_PROBLEM_:
Exclude the pictures and return every line exactly as written.

#### TASK INPUTS ####

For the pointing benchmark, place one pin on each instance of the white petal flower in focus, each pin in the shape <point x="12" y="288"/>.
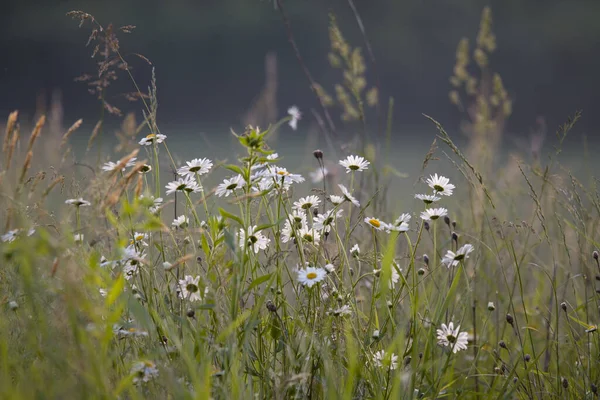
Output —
<point x="440" y="184"/>
<point x="306" y="203"/>
<point x="450" y="337"/>
<point x="198" y="166"/>
<point x="311" y="275"/>
<point x="431" y="214"/>
<point x="427" y="198"/>
<point x="381" y="360"/>
<point x="354" y="163"/>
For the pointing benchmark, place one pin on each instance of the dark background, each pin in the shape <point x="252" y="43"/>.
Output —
<point x="209" y="55"/>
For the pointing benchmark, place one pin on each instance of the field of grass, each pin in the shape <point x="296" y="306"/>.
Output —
<point x="150" y="277"/>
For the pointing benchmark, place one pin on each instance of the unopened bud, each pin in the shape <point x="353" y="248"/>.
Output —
<point x="271" y="306"/>
<point x="510" y="319"/>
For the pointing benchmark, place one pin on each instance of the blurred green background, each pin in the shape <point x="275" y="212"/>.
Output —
<point x="209" y="56"/>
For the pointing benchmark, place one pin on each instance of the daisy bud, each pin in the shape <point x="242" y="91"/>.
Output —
<point x="167" y="266"/>
<point x="510" y="319"/>
<point x="271" y="306"/>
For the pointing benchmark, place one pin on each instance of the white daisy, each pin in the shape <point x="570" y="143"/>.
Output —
<point x="311" y="275"/>
<point x="451" y="259"/>
<point x="144" y="371"/>
<point x="256" y="240"/>
<point x="198" y="166"/>
<point x="347" y="196"/>
<point x="185" y="184"/>
<point x="431" y="214"/>
<point x="306" y="203"/>
<point x="189" y="289"/>
<point x="375" y="223"/>
<point x="230" y="185"/>
<point x="427" y="198"/>
<point x="309" y="235"/>
<point x="139" y="238"/>
<point x="381" y="360"/>
<point x="453" y="338"/>
<point x="78" y="202"/>
<point x="151" y="138"/>
<point x="440" y="184"/>
<point x="354" y="163"/>
<point x="181" y="222"/>
<point x="400" y="225"/>
<point x="336" y="200"/>
<point x="318" y="175"/>
<point x="295" y="115"/>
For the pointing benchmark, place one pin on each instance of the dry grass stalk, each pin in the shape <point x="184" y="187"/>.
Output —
<point x="70" y="131"/>
<point x="10" y="126"/>
<point x="26" y="166"/>
<point x="95" y="133"/>
<point x="37" y="130"/>
<point x="56" y="181"/>
<point x="11" y="148"/>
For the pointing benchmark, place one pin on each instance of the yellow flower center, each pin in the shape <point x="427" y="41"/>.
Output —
<point x="375" y="222"/>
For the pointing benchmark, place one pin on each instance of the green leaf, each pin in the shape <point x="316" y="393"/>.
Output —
<point x="226" y="214"/>
<point x="258" y="281"/>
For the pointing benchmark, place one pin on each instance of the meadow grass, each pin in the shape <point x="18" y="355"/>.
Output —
<point x="119" y="283"/>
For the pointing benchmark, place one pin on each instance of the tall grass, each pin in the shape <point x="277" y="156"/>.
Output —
<point x="113" y="288"/>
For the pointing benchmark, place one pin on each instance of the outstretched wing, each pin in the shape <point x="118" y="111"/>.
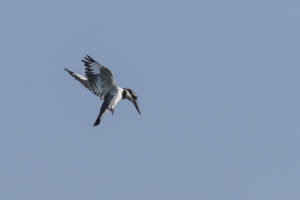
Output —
<point x="100" y="78"/>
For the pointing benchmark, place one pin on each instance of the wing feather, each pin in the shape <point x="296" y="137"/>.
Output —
<point x="98" y="79"/>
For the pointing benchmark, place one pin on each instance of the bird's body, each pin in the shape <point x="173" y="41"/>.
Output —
<point x="99" y="80"/>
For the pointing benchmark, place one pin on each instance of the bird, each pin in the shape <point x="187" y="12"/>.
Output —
<point x="100" y="81"/>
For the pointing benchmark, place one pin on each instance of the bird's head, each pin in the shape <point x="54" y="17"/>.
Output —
<point x="131" y="96"/>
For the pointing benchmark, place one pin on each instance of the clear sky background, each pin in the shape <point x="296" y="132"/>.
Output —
<point x="218" y="87"/>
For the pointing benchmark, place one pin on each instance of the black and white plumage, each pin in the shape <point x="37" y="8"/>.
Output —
<point x="99" y="80"/>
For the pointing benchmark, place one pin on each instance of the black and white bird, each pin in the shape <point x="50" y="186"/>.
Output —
<point x="99" y="80"/>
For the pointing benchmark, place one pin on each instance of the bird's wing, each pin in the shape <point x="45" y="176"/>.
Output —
<point x="100" y="78"/>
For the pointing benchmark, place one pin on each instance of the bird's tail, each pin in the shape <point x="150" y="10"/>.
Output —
<point x="82" y="79"/>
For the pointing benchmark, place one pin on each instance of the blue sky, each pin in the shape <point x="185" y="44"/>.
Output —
<point x="218" y="87"/>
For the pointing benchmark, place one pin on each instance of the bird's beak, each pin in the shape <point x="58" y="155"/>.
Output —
<point x="136" y="106"/>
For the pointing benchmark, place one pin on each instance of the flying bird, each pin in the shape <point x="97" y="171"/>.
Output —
<point x="100" y="81"/>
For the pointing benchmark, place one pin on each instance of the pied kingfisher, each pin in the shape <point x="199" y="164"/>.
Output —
<point x="99" y="80"/>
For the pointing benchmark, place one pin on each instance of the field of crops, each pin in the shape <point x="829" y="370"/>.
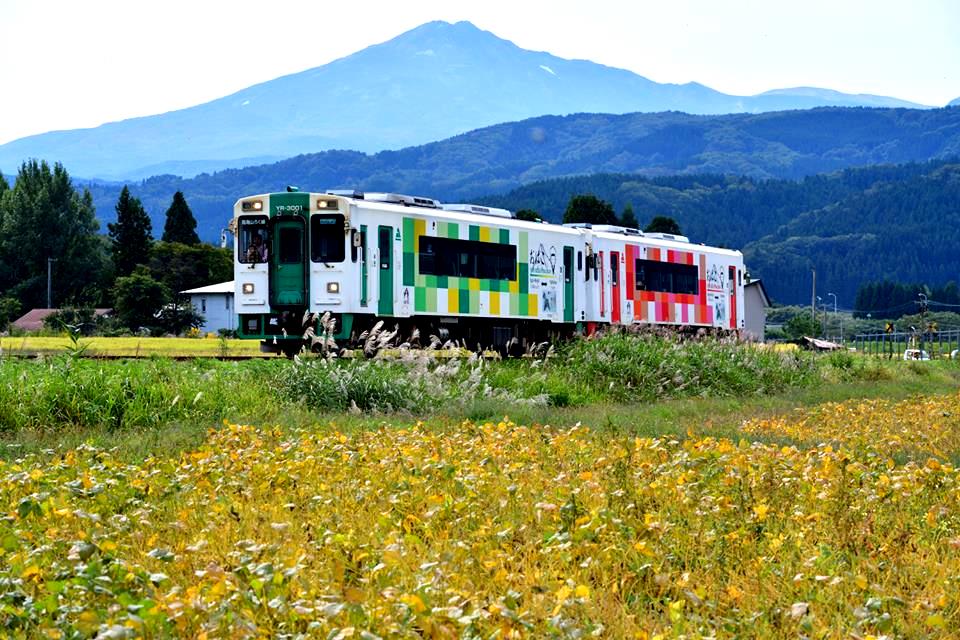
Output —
<point x="686" y="489"/>
<point x="497" y="530"/>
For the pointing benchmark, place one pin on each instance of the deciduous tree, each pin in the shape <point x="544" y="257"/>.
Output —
<point x="138" y="298"/>
<point x="628" y="218"/>
<point x="43" y="217"/>
<point x="663" y="224"/>
<point x="589" y="209"/>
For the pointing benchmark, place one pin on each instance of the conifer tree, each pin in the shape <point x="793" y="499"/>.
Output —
<point x="46" y="224"/>
<point x="130" y="236"/>
<point x="180" y="226"/>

####

_SOLUTION BELOW_:
For the pointing benchmark, place one pin on each instance of the white petal flower in focus, each pin in the shape <point x="12" y="288"/>.
Output —
<point x="440" y="184"/>
<point x="306" y="203"/>
<point x="450" y="337"/>
<point x="198" y="166"/>
<point x="311" y="275"/>
<point x="431" y="214"/>
<point x="427" y="198"/>
<point x="381" y="360"/>
<point x="354" y="163"/>
For the pointing benchmark, place one pin on each instance of the dark background, each pin in the shape <point x="252" y="43"/>.
Output —
<point x="209" y="55"/>
For the pointing benchmark, place one pin on each instance of the field of grass, each pin in the shape <point x="296" y="306"/>.
Output —
<point x="150" y="277"/>
For the pointing benchmark, place one pin on each instance of the unopened bud, each pin in the shape <point x="353" y="248"/>.
Output —
<point x="271" y="306"/>
<point x="510" y="319"/>
For the pointing benchmark, place one pin on each instance of the blurred green background, each pin in the shape <point x="275" y="212"/>.
Output —
<point x="209" y="56"/>
For the pointing benchmark, place one pin on each instance of the daisy bud, each pin in the shape <point x="242" y="91"/>.
Output —
<point x="167" y="266"/>
<point x="510" y="319"/>
<point x="271" y="306"/>
For the pointing benchmark, place one pin on each instance of the white daisy, each pin in the shape <point x="570" y="143"/>.
Output —
<point x="311" y="275"/>
<point x="451" y="259"/>
<point x="144" y="371"/>
<point x="256" y="240"/>
<point x="198" y="166"/>
<point x="347" y="196"/>
<point x="185" y="184"/>
<point x="431" y="214"/>
<point x="306" y="203"/>
<point x="189" y="289"/>
<point x="375" y="223"/>
<point x="230" y="185"/>
<point x="427" y="198"/>
<point x="309" y="235"/>
<point x="139" y="238"/>
<point x="381" y="360"/>
<point x="453" y="338"/>
<point x="78" y="202"/>
<point x="151" y="138"/>
<point x="440" y="184"/>
<point x="354" y="163"/>
<point x="181" y="222"/>
<point x="400" y="225"/>
<point x="336" y="200"/>
<point x="318" y="175"/>
<point x="295" y="115"/>
For the pointing benchmark, place one pin on each instance of the dry grass stalk, each pin in the shape <point x="184" y="187"/>.
Output —
<point x="70" y="131"/>
<point x="10" y="126"/>
<point x="26" y="166"/>
<point x="95" y="133"/>
<point x="37" y="130"/>
<point x="56" y="181"/>
<point x="11" y="148"/>
For the pointing benchmark, place one pin on each instance of the yellow flower center, each pin in the shape <point x="427" y="41"/>.
Output —
<point x="375" y="222"/>
For the pointing benchmark, place one pin on each instance of the green leaf, each pin in the shape <point x="316" y="393"/>.
Output —
<point x="226" y="214"/>
<point x="258" y="281"/>
For the pointing benchmark, place one pin on each instance of the meadow grass, each pin in the shape <point x="18" y="355"/>.
Output —
<point x="119" y="283"/>
For the pointing benchmark, place one pin on each instance of the tall grass, each pin in the shape <point x="277" y="156"/>.
Output —
<point x="113" y="288"/>
For the pointing benchmark, place one pin on each instance of the outstretched wing, each pin in the shape <point x="118" y="111"/>.
Output —
<point x="100" y="78"/>
For the pointing benchmark, place one pin on each instance of the wing feather, each pin in the shape <point x="296" y="137"/>.
Output —
<point x="98" y="79"/>
For the pointing benchmark, place one pin on each instance of the bird's body, each pin in the shape <point x="173" y="41"/>.
Output —
<point x="99" y="80"/>
For the pointing benchmark, place one pin on each instance of the bird, each pin in the shape <point x="187" y="12"/>.
Output —
<point x="100" y="81"/>
For the pointing benchmark, place one pin on each instance of the bird's head, each pin in the shape <point x="54" y="17"/>.
Output —
<point x="131" y="96"/>
For the pointing benchmark, place one pin on each instance of the clear sky background, each pin in the shape <point x="296" y="132"/>.
Output —
<point x="218" y="87"/>
For the pointing benchmark, place one pin on each instance of the black and white plumage, each pin in the shape <point x="37" y="8"/>.
Output —
<point x="99" y="80"/>
For the pointing benchmark, place one pin on each instance of the black and white bird, each pin in the shape <point x="50" y="186"/>.
Output —
<point x="99" y="80"/>
For the pointing benchmark, place one pin on each instance of the bird's wing, each pin in the shape <point x="45" y="176"/>.
Output —
<point x="100" y="78"/>
For the pointing benchmark, place one pin on each instance of the bird's tail, each pin in the shape <point x="150" y="10"/>.
Output —
<point x="82" y="79"/>
For the pointing benchmark, place one pin on each instance of the blue sky, each pin in the shape <point x="185" y="44"/>.
Output —
<point x="218" y="87"/>
For the pointing benchmark, place one pin on each instance of the bird's beak, each pin in the shape <point x="58" y="155"/>.
Output —
<point x="136" y="106"/>
For the pointing benchmark, place one pin on each instance of the flying bird, each pin in the shape <point x="97" y="171"/>.
Output —
<point x="100" y="81"/>
For the pointing benchmark, place one pin on each instance of the pied kingfisher, each pin in the shape <point x="199" y="164"/>.
Output —
<point x="99" y="80"/>
For the pointing benchmark, place one pin on each instance of the field of crops, each pin in the shape <point x="829" y="370"/>.
Output —
<point x="686" y="489"/>
<point x="497" y="530"/>
For the pointing benchmark, place one pin on each instance of the deciduous tree, each pin in the shape <point x="544" y="257"/>.
Output —
<point x="138" y="298"/>
<point x="628" y="218"/>
<point x="43" y="217"/>
<point x="663" y="224"/>
<point x="589" y="209"/>
For the pointing benchmark, place one pin on each instance of the conifer tree, each pin in the shape <point x="793" y="499"/>.
Output —
<point x="46" y="224"/>
<point x="130" y="236"/>
<point x="180" y="226"/>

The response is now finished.